**What to produce:**
Render each line of the entries below as a Markdown table with the columns Row and Line. Number the rows and skip any blank lines.

─── Source records ───

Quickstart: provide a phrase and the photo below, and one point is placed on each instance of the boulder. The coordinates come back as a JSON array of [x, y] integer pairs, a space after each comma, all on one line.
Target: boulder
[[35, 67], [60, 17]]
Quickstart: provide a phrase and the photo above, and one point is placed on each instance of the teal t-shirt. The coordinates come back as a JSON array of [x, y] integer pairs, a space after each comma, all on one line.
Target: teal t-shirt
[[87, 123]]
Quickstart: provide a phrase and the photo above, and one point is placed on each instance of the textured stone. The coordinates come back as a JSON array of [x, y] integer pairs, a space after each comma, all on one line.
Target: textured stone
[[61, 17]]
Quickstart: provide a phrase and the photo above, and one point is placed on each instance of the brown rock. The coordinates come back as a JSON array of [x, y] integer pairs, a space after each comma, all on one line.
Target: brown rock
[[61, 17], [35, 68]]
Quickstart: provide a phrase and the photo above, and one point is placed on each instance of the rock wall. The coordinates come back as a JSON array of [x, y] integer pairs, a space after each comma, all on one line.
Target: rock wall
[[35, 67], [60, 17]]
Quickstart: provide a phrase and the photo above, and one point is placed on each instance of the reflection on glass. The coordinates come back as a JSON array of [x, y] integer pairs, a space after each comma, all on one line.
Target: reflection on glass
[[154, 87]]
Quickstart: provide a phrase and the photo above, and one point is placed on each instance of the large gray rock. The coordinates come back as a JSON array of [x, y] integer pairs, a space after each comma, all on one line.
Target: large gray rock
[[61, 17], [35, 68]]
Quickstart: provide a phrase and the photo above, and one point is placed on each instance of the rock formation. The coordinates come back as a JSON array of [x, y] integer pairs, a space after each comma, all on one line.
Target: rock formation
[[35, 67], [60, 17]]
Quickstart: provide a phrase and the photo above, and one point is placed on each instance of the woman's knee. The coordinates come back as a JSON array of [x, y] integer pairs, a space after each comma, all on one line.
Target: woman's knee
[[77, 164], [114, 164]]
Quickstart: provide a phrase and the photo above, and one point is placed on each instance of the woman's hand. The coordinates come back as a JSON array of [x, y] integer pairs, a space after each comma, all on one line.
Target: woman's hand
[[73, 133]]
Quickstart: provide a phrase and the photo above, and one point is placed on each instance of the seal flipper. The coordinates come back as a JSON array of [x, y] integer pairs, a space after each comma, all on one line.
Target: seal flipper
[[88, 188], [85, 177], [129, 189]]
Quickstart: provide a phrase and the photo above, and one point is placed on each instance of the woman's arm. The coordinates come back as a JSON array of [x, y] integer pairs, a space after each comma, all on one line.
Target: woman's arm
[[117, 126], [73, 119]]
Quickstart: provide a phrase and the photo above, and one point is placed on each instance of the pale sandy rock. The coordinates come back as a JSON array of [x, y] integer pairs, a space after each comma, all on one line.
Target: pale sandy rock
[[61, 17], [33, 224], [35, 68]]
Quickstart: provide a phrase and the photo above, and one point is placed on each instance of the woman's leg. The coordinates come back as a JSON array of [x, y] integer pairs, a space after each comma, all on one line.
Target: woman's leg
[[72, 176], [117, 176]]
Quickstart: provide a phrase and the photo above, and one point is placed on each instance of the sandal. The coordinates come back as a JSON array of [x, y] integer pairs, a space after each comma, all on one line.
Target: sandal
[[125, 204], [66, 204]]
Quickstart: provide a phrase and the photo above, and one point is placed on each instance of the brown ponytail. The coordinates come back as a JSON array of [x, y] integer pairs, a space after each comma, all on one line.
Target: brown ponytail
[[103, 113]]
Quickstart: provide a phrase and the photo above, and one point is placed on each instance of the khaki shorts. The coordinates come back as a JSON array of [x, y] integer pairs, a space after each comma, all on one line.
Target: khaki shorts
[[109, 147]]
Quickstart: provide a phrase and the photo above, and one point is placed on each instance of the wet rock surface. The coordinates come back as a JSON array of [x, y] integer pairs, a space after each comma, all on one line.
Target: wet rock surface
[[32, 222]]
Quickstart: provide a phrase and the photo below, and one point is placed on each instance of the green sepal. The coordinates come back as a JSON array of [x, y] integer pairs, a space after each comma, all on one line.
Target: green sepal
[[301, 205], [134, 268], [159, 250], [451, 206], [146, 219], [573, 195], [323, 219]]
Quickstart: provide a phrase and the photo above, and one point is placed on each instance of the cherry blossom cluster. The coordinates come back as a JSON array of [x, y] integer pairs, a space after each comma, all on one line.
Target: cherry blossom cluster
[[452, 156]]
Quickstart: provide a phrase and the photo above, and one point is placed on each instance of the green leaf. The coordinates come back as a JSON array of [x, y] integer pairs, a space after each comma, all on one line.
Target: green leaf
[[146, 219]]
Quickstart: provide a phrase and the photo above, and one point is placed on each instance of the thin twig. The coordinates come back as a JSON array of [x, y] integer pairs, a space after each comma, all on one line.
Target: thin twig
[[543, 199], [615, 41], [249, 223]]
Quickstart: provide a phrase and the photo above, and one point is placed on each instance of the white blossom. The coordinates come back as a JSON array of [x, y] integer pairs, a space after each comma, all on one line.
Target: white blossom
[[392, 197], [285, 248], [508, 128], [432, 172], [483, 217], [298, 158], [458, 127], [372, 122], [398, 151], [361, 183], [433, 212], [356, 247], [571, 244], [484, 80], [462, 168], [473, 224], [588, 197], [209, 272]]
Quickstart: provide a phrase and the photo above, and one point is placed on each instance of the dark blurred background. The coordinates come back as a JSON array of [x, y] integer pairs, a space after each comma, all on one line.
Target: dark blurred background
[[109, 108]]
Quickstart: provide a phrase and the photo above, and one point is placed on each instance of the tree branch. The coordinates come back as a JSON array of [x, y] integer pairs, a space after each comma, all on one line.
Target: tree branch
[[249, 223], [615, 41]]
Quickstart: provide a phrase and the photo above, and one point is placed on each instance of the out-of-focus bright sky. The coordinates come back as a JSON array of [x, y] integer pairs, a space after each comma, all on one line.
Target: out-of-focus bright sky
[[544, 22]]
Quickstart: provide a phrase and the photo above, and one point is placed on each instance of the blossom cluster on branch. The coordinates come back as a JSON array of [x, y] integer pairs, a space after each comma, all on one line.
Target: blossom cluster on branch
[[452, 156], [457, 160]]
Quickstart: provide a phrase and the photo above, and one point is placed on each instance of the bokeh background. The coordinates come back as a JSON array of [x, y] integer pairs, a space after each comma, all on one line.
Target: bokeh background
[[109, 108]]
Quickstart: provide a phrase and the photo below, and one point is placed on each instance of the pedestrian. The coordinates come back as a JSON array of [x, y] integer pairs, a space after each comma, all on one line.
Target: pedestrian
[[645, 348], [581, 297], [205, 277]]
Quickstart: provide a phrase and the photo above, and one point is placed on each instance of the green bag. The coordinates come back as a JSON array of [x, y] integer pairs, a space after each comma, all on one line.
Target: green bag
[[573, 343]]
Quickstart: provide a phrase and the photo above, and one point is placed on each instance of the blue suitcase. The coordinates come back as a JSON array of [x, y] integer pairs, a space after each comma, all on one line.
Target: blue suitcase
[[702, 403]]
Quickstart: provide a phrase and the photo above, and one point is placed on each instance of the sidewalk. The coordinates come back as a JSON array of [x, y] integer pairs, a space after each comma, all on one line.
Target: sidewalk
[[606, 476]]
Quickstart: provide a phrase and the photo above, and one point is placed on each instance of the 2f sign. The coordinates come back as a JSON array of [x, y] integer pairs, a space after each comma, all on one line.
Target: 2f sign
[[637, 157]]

───

**Written solution:**
| Row | Line |
|---|---|
| 1 | Quickstart: provide a phrase and the photo below, and one point is placed on each instance of the boulder. The coordinates come back as a JSON array of [x, y] integer pairs, a space after each comma, all on one line. |
| 2 | Target: boulder |
| 3 | [[35, 67], [60, 17]] |
| 4 | Quickstart: provide a phrase and the photo above, and one point is placed on each instance of the teal t-shirt. The coordinates come back as a JSON array of [x, y] integer pairs, a space after each comma, all on one line. |
| 5 | Target: teal t-shirt |
| 6 | [[87, 123]] |
| 7 | Quickstart: provide a phrase and the photo above, and one point is placed on each instance of the textured stone. The coordinates come back as a JSON array of [x, y] integer pairs, a space after each comma, all on one line. |
| 8 | Target: textured stone |
| 9 | [[61, 17]] |
| 10 | Quickstart: provide a phrase and the photo above, and one point is placed on each instance of the brown rock. The coordinates come back as a JSON array of [x, y] integer pairs, a space after each comma, all on one line. |
| 11 | Target: brown rock |
| 12 | [[61, 17], [35, 68]] |
| 13 | Quickstart: provide a phrase and the photo above, and one point is placed on each instance of the rock wall. The coordinates come back as a JSON array of [x, y] integer pairs, a space after each comma, all on one line. |
| 14 | Target: rock wall |
| 15 | [[35, 67], [60, 17]] |
| 16 | Quickstart: provide a phrase and the photo above, and one point is placed on each instance of the reflection on glass. The coordinates come back as a JSON array of [x, y] integer pairs, a space after each comma, all on one line. |
| 17 | Target: reflection on glass |
| 18 | [[154, 87]] |
| 19 | Quickstart: provide a phrase and the photo above, and one point is placed on each instance of the large gray rock. The coordinates come back as a JSON array of [x, y] integer pairs, a space after each comma, all on one line. |
| 20 | Target: large gray rock |
| 21 | [[61, 17], [35, 68]] |
| 22 | Quickstart: provide a phrase and the photo above, and one point is placed on each instance of the rock formation. The coordinates come back as a JSON array of [x, y] integer pairs, a space after each comma, all on one line. |
| 23 | Target: rock formation |
| 24 | [[35, 67], [60, 17]] |
| 25 | Quickstart: provide a phrase and the photo above, and one point is placed on each instance of the woman's knee. The coordinates come back as a JSON array of [x, y] integer pairs, a space after each comma, all on one line. |
| 26 | Target: woman's knee |
| 27 | [[77, 164], [114, 164]] |
| 28 | Quickstart: provide a phrase and the photo above, and one point is placed on each instance of the woman's hand. The coordinates come back as a JSON array of [x, y] integer pairs, a space after each comma, all on one line. |
| 29 | Target: woman's hand |
| 30 | [[73, 133]] |
| 31 | Quickstart: provide a phrase and the photo above, and one point is placed on each instance of the seal flipper. The coordinates come back as a JSON array of [x, y] integer pairs, a space after each comma, all on one line. |
| 32 | Target: seal flipper |
| 33 | [[88, 188], [85, 177], [129, 189]] |
| 34 | Quickstart: provide a phrase and the photo above, and one point is placed on each instance of the woman's arm. The coordinates come back as a JSON array of [x, y] integer pairs, a space after each comma, all on one line. |
| 35 | Target: woman's arm |
| 36 | [[117, 126], [73, 119]] |
| 37 | Quickstart: provide a phrase and the photo above, and one point is placed on each instance of the pale sandy rock. The coordinates come back as a JSON array of [x, y] integer pairs, a space after each comma, all on one line. |
| 38 | Target: pale sandy rock |
| 39 | [[61, 17], [33, 224], [35, 68]] |
| 40 | Quickstart: provide a phrase and the photo above, and one point is placed on each instance of the woman's leg. The coordinates come back as a JSON array of [x, y] integer pairs, a space after each comma, all on one line. |
| 41 | Target: woman's leg |
| 42 | [[72, 176], [117, 176]] |
| 43 | Quickstart: provide a phrase and the photo above, and one point is placed on each instance of the sandal. The coordinates come back as a JSON array of [x, y] integer pairs, a space after each comma, all on one line. |
| 44 | Target: sandal |
| 45 | [[125, 204], [66, 204]] |
| 46 | Quickstart: provide a phrase and the photo above, and one point is placed on each instance of the brown ponytail. The coordinates come back as a JSON array of [x, y] integer pairs, a space after each comma, all on one line. |
| 47 | Target: brown ponytail |
| 48 | [[103, 113]] |
| 49 | Quickstart: provide a phrase and the photo above, and one point is placed on each instance of the khaki shorts. The coordinates come back as a JSON array of [x, y] integer pairs, a space after each comma, all on one line. |
| 50 | Target: khaki shorts |
| 51 | [[109, 147]] |
| 52 | Quickstart: provide a phrase and the photo above, and one point is placed on each instance of the wet rock surface. The coordinates come back as a JSON array of [x, y] integer pairs, a space after each comma, all on one line. |
| 53 | Target: wet rock surface |
| 54 | [[32, 222]] |
| 55 | Quickstart: provide a phrase and the photo below, and one point is placed on each instance of the green sepal. The coordinates come back as a JSON array of [x, y] integer pairs, a space after each comma, all on one line. |
| 56 | Target: green sepal |
| 57 | [[301, 205], [134, 268], [159, 250], [451, 206], [146, 219], [573, 195], [323, 219]] |
| 58 | Quickstart: provide a phrase and the photo above, and one point is placed on each instance of the cherry blossom cluster. The coordinates come back as a JSON array of [x, y] integer pairs, a space after each comma, all on one line. |
| 59 | Target: cherry blossom cluster |
| 60 | [[452, 156]] |
| 61 | Quickstart: provide a phrase and the photo above, and one point is placed on each instance of the green leaf. The coordinates come back as a JSON array of [x, y] integer pairs, a space after each comma, all on one line. |
| 62 | Target: green leaf |
| 63 | [[146, 219]] |
| 64 | Quickstart: provide a phrase and the photo above, and one point is placed on each instance of the thin twig. The coordinates come back as a JSON array of [x, y] integer pairs, a space after each comma, all on one line. |
| 65 | Target: thin twig |
| 66 | [[543, 199], [615, 41], [249, 223]] |
| 67 | Quickstart: provide a phrase and the photo above, and one point is placed on each instance of the white blossom. The coordinates come back as a JSON array of [x, y] integer pairs, a space after each comma, all on one line. |
| 68 | Target: white blossom |
| 69 | [[392, 197], [285, 248], [508, 128], [432, 172], [483, 217], [298, 158], [458, 127], [372, 122], [398, 151], [361, 183], [433, 212], [356, 247], [571, 244], [484, 80], [462, 168], [473, 224], [588, 197], [209, 272]] |
| 70 | Quickstart: provide a phrase and the photo above, and one point is placed on each instance of the dark blurred background. The coordinates come back as a JSON array of [x, y] integer pairs, a space after each comma, all on one line. |
| 71 | Target: dark blurred background |
| 72 | [[109, 108]] |
| 73 | Quickstart: provide a phrase and the photo above, and one point is placed on each instance of the tree branch. The coordinates come back as a JSON array of [x, y] integer pairs, a space after each comma, all on one line. |
| 74 | Target: tree branch |
| 75 | [[249, 223], [615, 41]] |
| 76 | Quickstart: provide a phrase and the photo above, and one point is placed on each instance of the out-of-focus bright sky. The coordinates come back as a JSON array of [x, y] integer pairs, a space after each comma, all on one line. |
| 77 | Target: out-of-focus bright sky |
| 78 | [[544, 22]] |
| 79 | Quickstart: provide a phrase and the photo above, and one point is placed on each instance of the blossom cluster on branch. The coordinates come back as a JSON array of [x, y] integer pairs, a space after each comma, all on one line. |
| 80 | Target: blossom cluster on branch |
| 81 | [[452, 156], [457, 160]] |
| 82 | Quickstart: provide a phrase and the photo above, and one point is placed on each instance of the bokeh background. The coordinates come back as a JSON array of [x, y] integer pairs, a space after each comma, all on one line. |
| 83 | Target: bokeh background |
| 84 | [[109, 108]] |
| 85 | Quickstart: provide a phrase and the photo below, and one point is placed on each instance of the pedestrian. The coordinates come back as a JSON array of [x, y] integer pairs, a space after each comma, all on one line. |
| 86 | Target: pedestrian |
| 87 | [[645, 348], [581, 297], [205, 277]] |
| 88 | Quickstart: provide a phrase and the photo above, and one point is placed on each instance of the green bag. The coordinates come back as a JSON array of [x, y] integer pairs, a space after each comma, all on one line. |
| 89 | Target: green bag |
| 90 | [[573, 343]] |
| 91 | Quickstart: provide a phrase and the photo above, and one point is placed on each instance of the blue suitcase. The coordinates come back as a JSON array of [x, y] integer pairs, a space after each comma, all on one line. |
| 92 | Target: blue suitcase |
| 93 | [[702, 403]] |
| 94 | Quickstart: provide a phrase and the photo above, and one point is placed on each instance of the sidewalk. The coordinates come back as a JSON array of [x, y] integer pairs, a space after each comma, all on one line. |
| 95 | Target: sidewalk |
| 96 | [[606, 476]] |
| 97 | Quickstart: provide a phrase and the photo above, and one point is placed on each instance of the 2f sign. The coordinates come back as a JSON array of [x, y] integer pairs, a space after each comma, all on one line. |
| 98 | Target: 2f sign |
| 99 | [[637, 157]] |